** EXERCISE DATA follows **

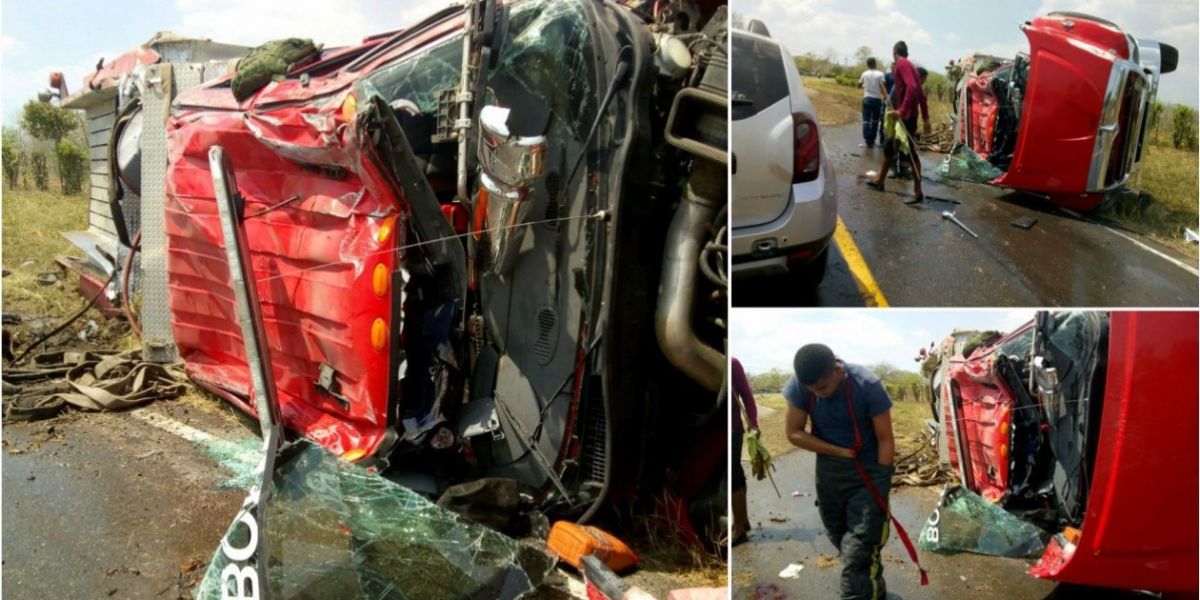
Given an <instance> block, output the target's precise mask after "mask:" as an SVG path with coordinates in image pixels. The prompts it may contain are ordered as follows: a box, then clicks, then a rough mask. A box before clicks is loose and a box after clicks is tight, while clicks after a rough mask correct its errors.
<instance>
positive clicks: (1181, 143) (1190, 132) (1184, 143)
mask: <svg viewBox="0 0 1200 600" xmlns="http://www.w3.org/2000/svg"><path fill="white" fill-rule="evenodd" d="M1171 143H1172V145H1175V148H1177V149H1180V150H1192V151H1195V150H1196V148H1198V146H1200V140H1198V139H1196V112H1195V110H1194V109H1192V108H1190V107H1186V106H1182V104H1180V106H1177V107H1175V122H1174V128H1172V132H1171Z"/></svg>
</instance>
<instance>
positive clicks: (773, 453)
mask: <svg viewBox="0 0 1200 600" xmlns="http://www.w3.org/2000/svg"><path fill="white" fill-rule="evenodd" d="M755 401H756V402H757V403H758V432H760V434H761V438H760V439H762V443H763V445H766V446H767V450H768V451H769V452H770V455H772V456H782V455H785V454H787V452H791V451H792V450H796V446H793V445H792V443H791V442H788V440H787V432H786V430H785V426H786V420H787V401H786V400H784V395H782V394H762V395H757V396H755ZM763 408H769V409H773V410H774V413H772V414H769V415H768V414H763V413H764V410H763ZM930 416H931V415H930V414H929V404H926V403H924V402H896V401H894V402H893V403H892V432H893V436H895V439H896V455H898V456H904V455H906V454H908V452H912V451H913V450H916V449H917V446H918V445H919V444H920V443H919V440H918V438H917V437H918V436H920V434H922V433H923V432H924V431H925V425H924V422H925V419H929V418H930ZM743 458H745V452H744V451H743Z"/></svg>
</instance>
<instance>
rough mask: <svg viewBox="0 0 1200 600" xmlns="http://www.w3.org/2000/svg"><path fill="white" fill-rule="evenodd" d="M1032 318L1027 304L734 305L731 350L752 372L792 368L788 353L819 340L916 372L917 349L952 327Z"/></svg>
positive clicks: (830, 347) (951, 329) (792, 351)
mask: <svg viewBox="0 0 1200 600" xmlns="http://www.w3.org/2000/svg"><path fill="white" fill-rule="evenodd" d="M1031 319H1033V311H1032V310H1030V308H1018V310H1002V311H989V310H944V308H941V310H919V308H918V310H906V308H888V310H886V311H876V310H822V311H815V310H803V308H733V313H732V314H731V316H730V323H731V325H732V326H731V330H730V352H731V354H733V356H736V358H737V359H738V360H739V361H740V362H742V366H744V367H745V370H746V371H749V372H751V373H760V372H763V371H769V370H772V368H781V370H784V371H791V365H792V356H793V355H794V354H796V350H797V349H799V347H800V346H804V344H806V343H823V344H826V346H828V347H830V348H833V352H835V353H838V355H839V356H841V358H842V359H845V360H847V361H850V362H858V364H864V365H870V364H875V362H890V364H892V365H894V366H896V367H899V368H902V370H906V371H917V368H918V367H917V364H916V362H914V361H913V358H916V356H917V350H918V349H919V348H923V347H925V348H928V347H929V342H934V341H940V340H942V338H943V337H946V336H947V335H948V334H949V332H950V331H953V330H955V329H974V330H989V329H994V330H998V331H1010V330H1013V329H1016V328H1018V326H1020V325H1022V324H1025V323H1026V322H1028V320H1031Z"/></svg>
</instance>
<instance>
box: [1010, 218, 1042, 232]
mask: <svg viewBox="0 0 1200 600" xmlns="http://www.w3.org/2000/svg"><path fill="white" fill-rule="evenodd" d="M1036 224H1038V220H1037V218H1036V217H1033V215H1025V216H1024V217H1016V218H1015V220H1013V223H1012V226H1013V227H1019V228H1021V229H1032V228H1033V226H1036Z"/></svg>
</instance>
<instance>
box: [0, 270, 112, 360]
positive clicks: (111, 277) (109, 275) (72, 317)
mask: <svg viewBox="0 0 1200 600" xmlns="http://www.w3.org/2000/svg"><path fill="white" fill-rule="evenodd" d="M116 272H118V269H116V268H115V266H114V268H113V274H112V275H109V276H108V281H106V282H104V284H103V286H101V287H100V290H98V292H96V294H95V295H94V296H91V300H88V304H86V305H85V306H84V307H83V308H82V310H79V312H77V313H74V314H72V316H71V318H68V319H67V320H65V322H62V324H61V325H59V326H56V328H54V330H53V331H50V332H49V334H46V335H43V336H42V337H38V338H37V340H36V341H35V342H34V343H31V344H29V346H26V347H25V349H24V350H22V353H20V354H18V355H17V358H16V359H12V360H11V361H8V364H10V365H16V364H18V362H20V360H22V359H24V358H25V356H26V355H28V354H29V353H30V352H31V350H32V349H34V348H37V347H38V344H41V343H42V342H46V341H47V340H49V338H52V337H54V336H55V335H58V334H59V332H61V331H62V330H64V329H66V328H67V326H68V325H71V324H72V323H74V322H76V320H77V319H78V318H79V317H83V316H84V313H86V312H88V311H89V310H90V308H91V307H92V306H96V300H100V296H102V295H103V294H104V290H106V289H108V286H109V284H110V283H113V280H115V278H116Z"/></svg>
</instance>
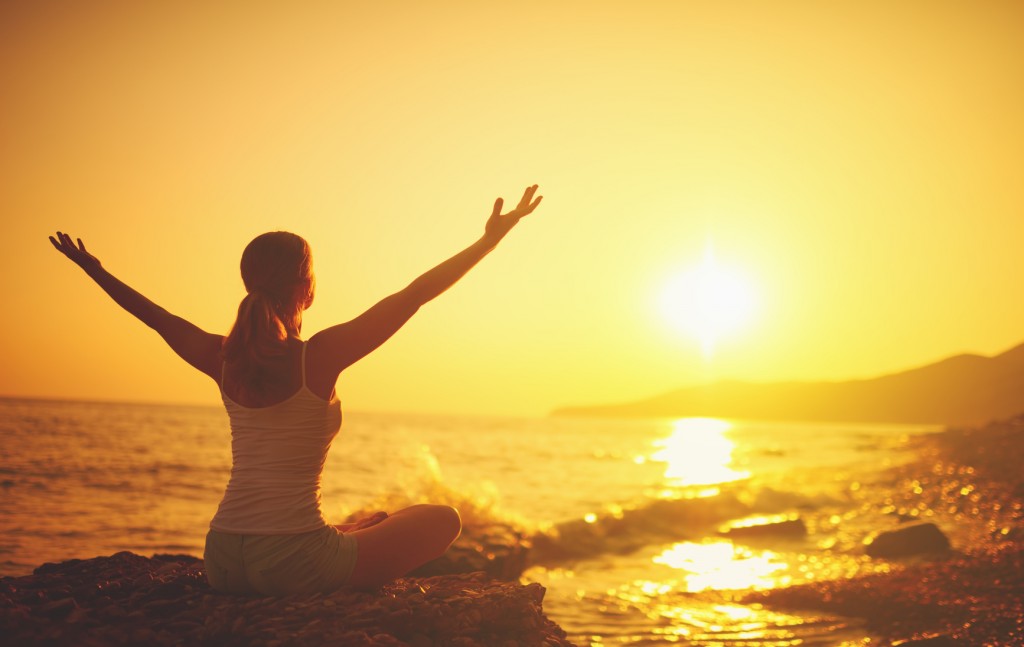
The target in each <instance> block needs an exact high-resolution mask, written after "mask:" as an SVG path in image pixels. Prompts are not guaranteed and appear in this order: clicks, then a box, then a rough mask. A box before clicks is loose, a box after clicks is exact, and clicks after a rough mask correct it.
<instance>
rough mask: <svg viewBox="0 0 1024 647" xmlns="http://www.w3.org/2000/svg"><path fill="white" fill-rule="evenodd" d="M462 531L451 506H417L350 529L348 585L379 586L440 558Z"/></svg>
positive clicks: (423, 505)
mask: <svg viewBox="0 0 1024 647" xmlns="http://www.w3.org/2000/svg"><path fill="white" fill-rule="evenodd" d="M461 531H462V520H461V519H460V518H459V513H458V511H456V509H455V508H452V507H451V506H437V505H431V504H421V505H417V506H411V507H409V508H404V509H402V510H399V511H398V512H395V513H394V514H391V515H389V516H387V517H386V518H383V519H381V520H380V521H378V522H377V523H375V524H374V525H371V526H369V527H362V528H359V529H356V530H352V531H351V534H352V536H354V537H355V541H356V543H357V544H358V555H357V557H356V558H355V567H354V568H353V569H352V575H351V576H350V577H349V580H348V584H350V585H351V586H353V587H357V588H372V587H379V586H381V585H383V584H386V583H388V581H391V580H392V579H395V578H397V577H401V576H402V575H404V574H406V573H408V572H409V571H411V570H413V569H414V568H416V567H417V566H420V565H422V564H425V563H427V562H429V561H430V560H432V559H435V558H437V557H440V556H441V555H443V554H444V551H446V550H447V547H449V546H451V545H452V543H453V542H455V541H456V538H457V537H458V536H459V533H460V532H461Z"/></svg>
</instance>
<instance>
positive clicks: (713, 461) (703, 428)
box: [650, 418, 750, 485]
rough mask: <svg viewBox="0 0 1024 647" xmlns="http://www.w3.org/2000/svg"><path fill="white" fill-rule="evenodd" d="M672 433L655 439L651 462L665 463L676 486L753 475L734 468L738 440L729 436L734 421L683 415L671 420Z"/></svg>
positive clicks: (724, 481)
mask: <svg viewBox="0 0 1024 647" xmlns="http://www.w3.org/2000/svg"><path fill="white" fill-rule="evenodd" d="M672 429H673V430H672V435H670V436H669V437H667V438H662V439H659V440H655V441H654V446H655V447H657V450H656V451H654V452H653V454H652V455H651V456H650V460H651V461H657V462H662V463H665V464H666V468H665V478H666V479H667V480H668V481H669V482H670V483H672V484H673V485H712V484H715V483H728V482H730V481H736V480H739V479H742V478H746V477H748V476H750V472H744V471H741V470H737V469H734V467H733V466H732V464H733V458H732V452H733V450H734V449H735V448H736V443H735V442H733V441H732V440H731V439H730V438H729V437H728V432H729V430H731V429H732V424H731V423H728V422H726V421H724V420H718V419H715V418H683V419H680V420H677V421H674V422H673V423H672Z"/></svg>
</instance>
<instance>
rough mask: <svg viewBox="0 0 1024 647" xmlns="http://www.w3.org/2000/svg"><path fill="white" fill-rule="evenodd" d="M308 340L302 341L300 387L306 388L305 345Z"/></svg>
mask: <svg viewBox="0 0 1024 647" xmlns="http://www.w3.org/2000/svg"><path fill="white" fill-rule="evenodd" d="M307 345H308V340H305V341H303V342H302V388H306V346H307Z"/></svg>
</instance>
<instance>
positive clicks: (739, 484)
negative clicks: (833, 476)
mask: <svg viewBox="0 0 1024 647" xmlns="http://www.w3.org/2000/svg"><path fill="white" fill-rule="evenodd" d="M705 494H706V495H697V497H670V498H652V499H648V500H646V501H642V502H639V503H636V504H634V505H632V506H626V507H624V506H608V507H607V508H606V509H604V510H602V511H601V512H599V513H588V514H586V515H584V516H583V517H582V518H575V519H569V520H566V521H561V522H559V523H554V524H549V525H547V526H546V527H544V528H542V529H541V531H539V532H537V533H536V534H534V535H532V537H531V544H532V547H531V549H530V556H529V560H530V562H531V563H534V564H538V565H544V566H550V565H555V564H559V563H562V562H572V561H578V560H583V559H591V558H595V557H599V556H601V555H625V554H628V553H632V552H634V551H637V550H639V549H641V548H643V547H645V546H649V545H655V544H665V543H666V542H680V541H696V540H702V538H705V537H707V536H710V535H715V534H723V535H724V534H730V535H732V536H734V537H740V536H742V537H743V538H744V541H750V540H751V538H757V537H759V536H761V537H769V538H773V540H782V541H786V540H793V538H802V537H803V535H804V534H806V526H805V525H804V523H803V521H802V520H801V519H800V514H799V511H802V510H803V511H806V510H813V509H818V508H819V507H821V506H823V505H826V504H827V503H834V500H831V499H830V498H823V497H820V495H817V497H808V495H803V494H799V493H797V492H790V491H784V490H777V489H772V488H768V487H761V488H757V489H755V488H753V487H752V486H751V485H750V484H749V483H748V484H738V485H734V486H732V487H726V488H716V489H715V490H713V491H711V492H705Z"/></svg>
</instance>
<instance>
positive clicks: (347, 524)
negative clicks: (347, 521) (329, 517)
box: [334, 510, 387, 532]
mask: <svg viewBox="0 0 1024 647" xmlns="http://www.w3.org/2000/svg"><path fill="white" fill-rule="evenodd" d="M385 519H387V513H386V512H384V511H383V510H381V511H378V512H375V513H373V514H372V515H369V516H367V517H362V518H361V519H357V520H355V521H352V522H351V523H339V524H335V526H334V527H336V528H338V529H339V530H341V531H342V532H351V531H353V530H361V529H362V528H369V527H370V526H373V525H377V524H378V523H380V522H381V521H383V520H385Z"/></svg>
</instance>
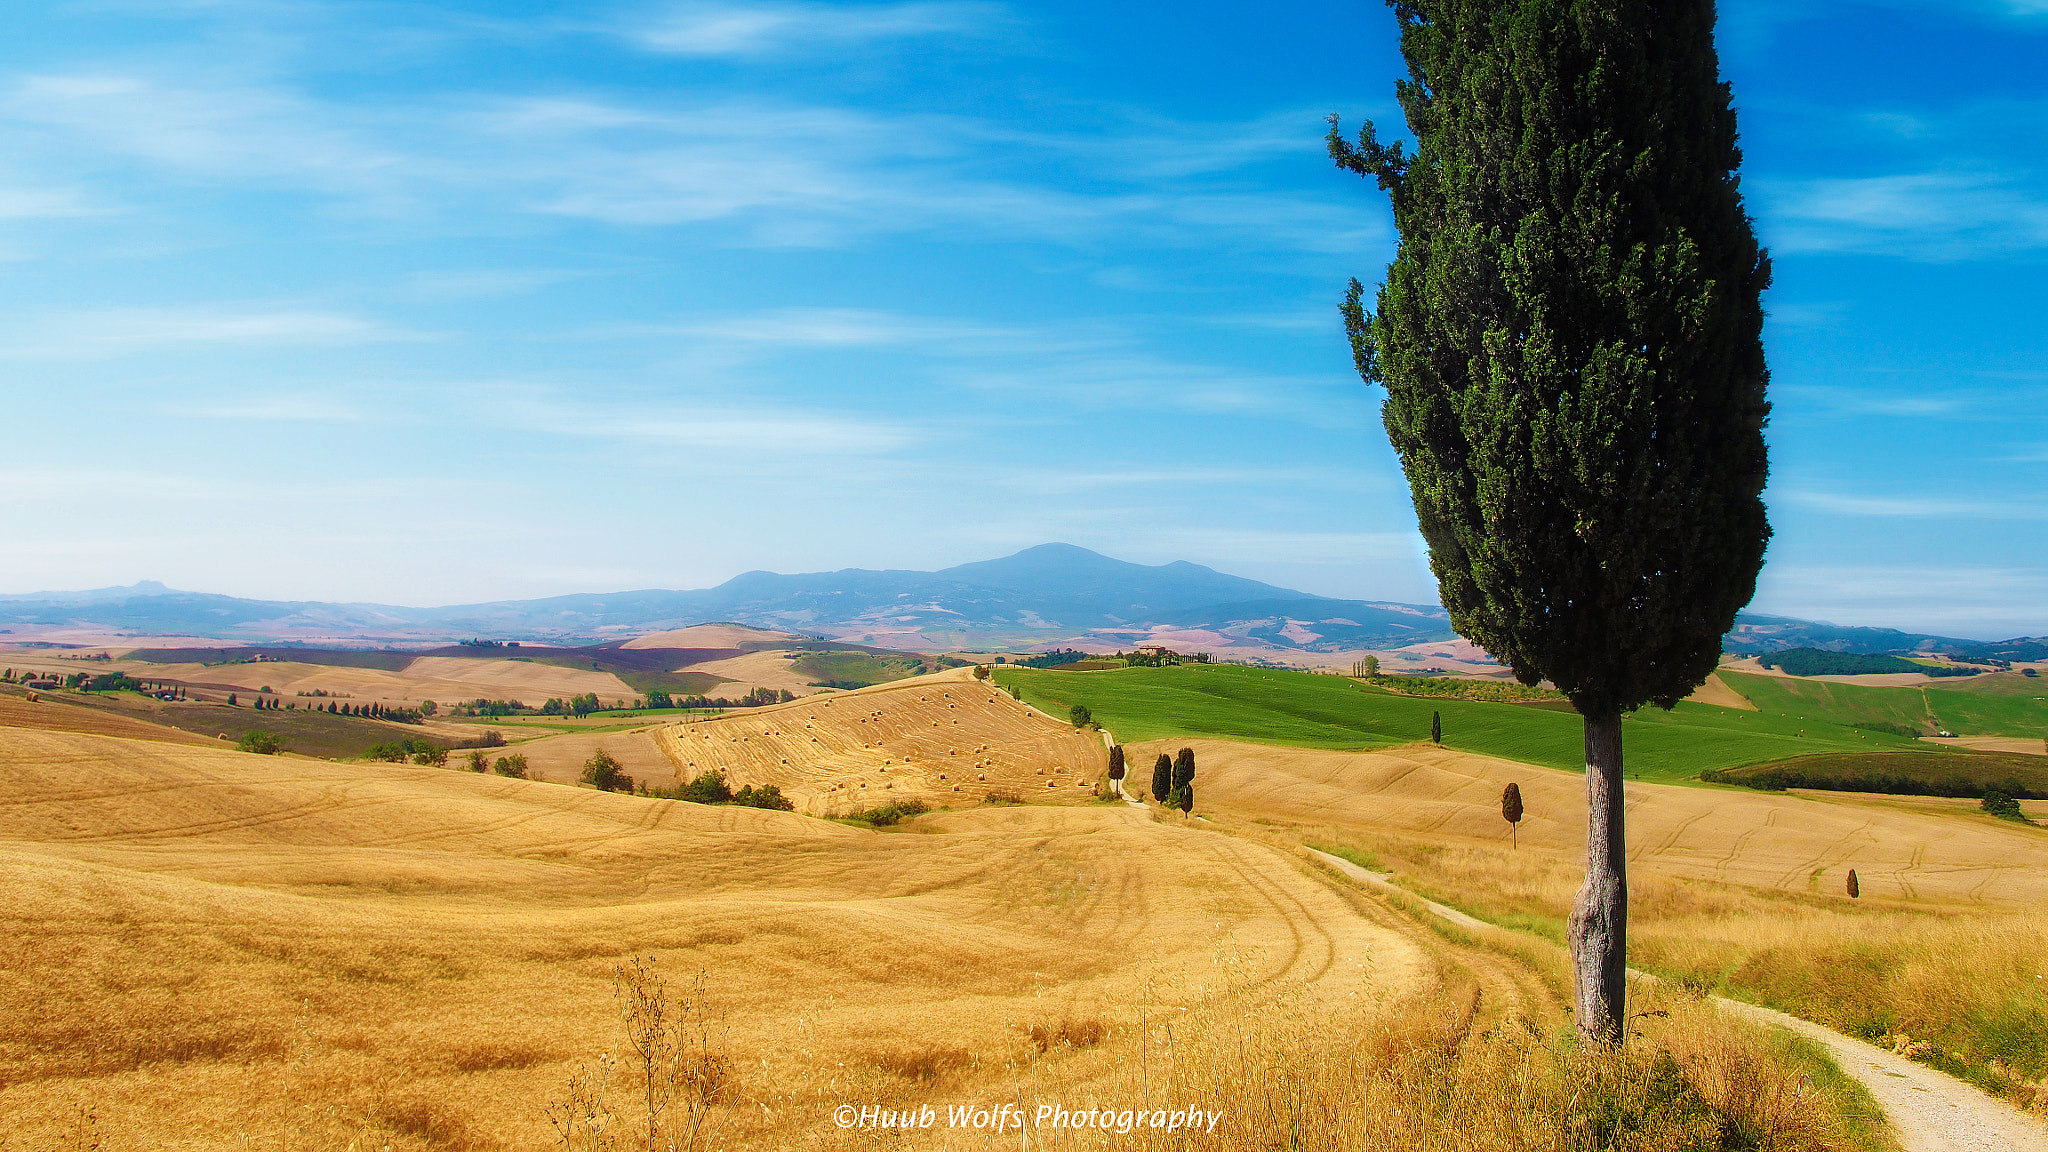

** End of EXERCISE DATA **

_WORK INSTRUCTIONS:_ Write out exactly the lines that fall from the line with "box: [1010, 218, 1042, 232]" to the line with "box: [0, 270, 112, 360]" in the records above, keeping both ends.

_EXERCISE RESULT:_
box: [1010, 218, 1042, 232]
mask: <svg viewBox="0 0 1200 600" xmlns="http://www.w3.org/2000/svg"><path fill="white" fill-rule="evenodd" d="M1036 224H1038V220H1037V218H1036V217H1033V215H1025V216H1024V217H1016V218H1015V220H1013V223H1012V226H1013V227H1019V228H1021V229H1032V228H1033V226H1036Z"/></svg>
</instance>
<instance>
box: [0, 270, 112, 360]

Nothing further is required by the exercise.